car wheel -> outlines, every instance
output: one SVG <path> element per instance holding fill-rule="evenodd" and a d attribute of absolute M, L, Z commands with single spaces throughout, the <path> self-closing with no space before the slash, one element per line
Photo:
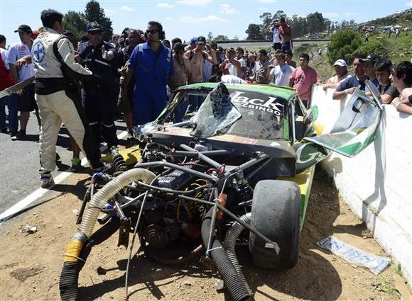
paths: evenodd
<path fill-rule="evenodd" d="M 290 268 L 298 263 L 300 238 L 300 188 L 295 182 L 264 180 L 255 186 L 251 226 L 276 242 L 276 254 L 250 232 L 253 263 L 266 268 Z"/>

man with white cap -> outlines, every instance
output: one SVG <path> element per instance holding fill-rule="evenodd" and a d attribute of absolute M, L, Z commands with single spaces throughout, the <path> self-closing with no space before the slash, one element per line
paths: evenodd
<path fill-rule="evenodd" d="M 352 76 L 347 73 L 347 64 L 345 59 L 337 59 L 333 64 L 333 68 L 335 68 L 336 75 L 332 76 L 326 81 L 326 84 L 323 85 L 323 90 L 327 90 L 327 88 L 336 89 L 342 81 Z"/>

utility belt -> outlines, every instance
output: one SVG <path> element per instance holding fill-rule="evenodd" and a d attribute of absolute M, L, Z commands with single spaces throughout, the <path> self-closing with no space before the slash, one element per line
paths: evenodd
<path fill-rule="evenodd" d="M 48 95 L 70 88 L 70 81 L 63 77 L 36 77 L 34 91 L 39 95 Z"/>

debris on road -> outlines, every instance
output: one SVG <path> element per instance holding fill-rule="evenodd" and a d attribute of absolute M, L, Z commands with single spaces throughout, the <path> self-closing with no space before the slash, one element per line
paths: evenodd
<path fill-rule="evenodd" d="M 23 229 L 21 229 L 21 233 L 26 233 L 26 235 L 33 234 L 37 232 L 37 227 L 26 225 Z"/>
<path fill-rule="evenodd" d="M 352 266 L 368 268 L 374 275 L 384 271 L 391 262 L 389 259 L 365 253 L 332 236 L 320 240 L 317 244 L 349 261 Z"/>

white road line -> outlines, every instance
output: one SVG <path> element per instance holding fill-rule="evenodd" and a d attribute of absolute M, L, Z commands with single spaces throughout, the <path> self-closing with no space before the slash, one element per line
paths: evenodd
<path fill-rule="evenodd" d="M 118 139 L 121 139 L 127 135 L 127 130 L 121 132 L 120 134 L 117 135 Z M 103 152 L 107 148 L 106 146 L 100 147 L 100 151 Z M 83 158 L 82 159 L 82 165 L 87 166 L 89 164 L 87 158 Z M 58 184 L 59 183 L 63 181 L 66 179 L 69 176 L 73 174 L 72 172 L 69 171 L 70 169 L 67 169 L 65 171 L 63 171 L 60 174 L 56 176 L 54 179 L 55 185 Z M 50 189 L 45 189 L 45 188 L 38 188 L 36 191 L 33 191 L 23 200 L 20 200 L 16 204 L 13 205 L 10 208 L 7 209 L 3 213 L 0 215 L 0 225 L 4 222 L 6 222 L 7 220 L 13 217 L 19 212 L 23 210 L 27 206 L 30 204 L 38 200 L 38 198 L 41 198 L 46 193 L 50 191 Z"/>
============
STATED GOAL ▸
Copy out all of the material above character for character, leaving out the picture.

THE ANSWER ▸
car wheel -> outlines, every instance
output: one SVG <path> element per instance holding fill-rule="evenodd" and a d attribute of absolute M, L, Z commands with single spaces throughout, the <path> self-closing with no space before the slash, one element per line
Photo:
paths: evenodd
<path fill-rule="evenodd" d="M 290 268 L 298 263 L 300 238 L 300 188 L 295 182 L 264 180 L 255 186 L 251 226 L 276 242 L 276 254 L 250 232 L 253 263 L 266 268 Z"/>

man with white cap -> outlines, every instance
output: one SVG <path> element per instance holding fill-rule="evenodd" and a d attribute of absolute M, L, Z commands with single spaces throughout, the <path> self-closing with no space before the slash, one element per line
paths: evenodd
<path fill-rule="evenodd" d="M 352 76 L 347 73 L 347 64 L 345 59 L 337 59 L 333 64 L 333 68 L 335 68 L 336 75 L 332 76 L 326 81 L 326 84 L 323 85 L 323 90 L 327 90 L 327 88 L 336 89 L 342 81 Z"/>

utility belt -> outlines, every instance
output: one SVG <path> element per instance holding fill-rule="evenodd" and a d attribute of absolute M, L, Z commands with single spaces throughout, the <path> self-closing with no space before the slash, one element per line
paths: evenodd
<path fill-rule="evenodd" d="M 48 95 L 70 88 L 70 81 L 63 77 L 36 77 L 34 91 L 39 95 Z"/>

debris on road -> outlines, every instance
output: one SVG <path> element per instance holding fill-rule="evenodd" and a d attribute of absolute M, L, Z commands with single spaces throughout, the <path> self-closing with no space before the slash, one element per line
paths: evenodd
<path fill-rule="evenodd" d="M 23 229 L 21 229 L 21 233 L 26 233 L 26 235 L 33 234 L 37 232 L 37 227 L 26 225 Z"/>
<path fill-rule="evenodd" d="M 352 266 L 368 268 L 374 275 L 384 271 L 391 262 L 389 259 L 365 253 L 332 236 L 320 240 L 317 244 L 349 261 Z"/>

white road line -> outlines, every instance
output: one SVG <path> element per instance holding fill-rule="evenodd" and a d attribute of absolute M, L, Z commands with single spaces throughout, the <path> self-closing with no space before the slash, one element per line
paths: evenodd
<path fill-rule="evenodd" d="M 118 139 L 121 139 L 127 135 L 127 130 L 121 132 L 120 134 L 117 135 Z M 103 152 L 107 148 L 106 146 L 100 147 L 100 151 Z M 83 158 L 82 159 L 82 165 L 87 166 L 89 164 L 87 158 Z M 58 184 L 59 183 L 63 181 L 66 179 L 69 176 L 73 174 L 72 172 L 69 171 L 70 169 L 67 169 L 65 171 L 63 171 L 60 174 L 56 176 L 54 179 L 55 185 Z M 50 189 L 45 189 L 45 188 L 38 188 L 36 191 L 33 191 L 23 200 L 20 200 L 16 204 L 13 205 L 10 208 L 7 209 L 3 213 L 0 215 L 0 225 L 4 222 L 6 222 L 7 220 L 13 217 L 19 212 L 23 210 L 27 206 L 30 204 L 38 200 L 38 198 L 41 198 L 46 193 L 50 191 Z"/>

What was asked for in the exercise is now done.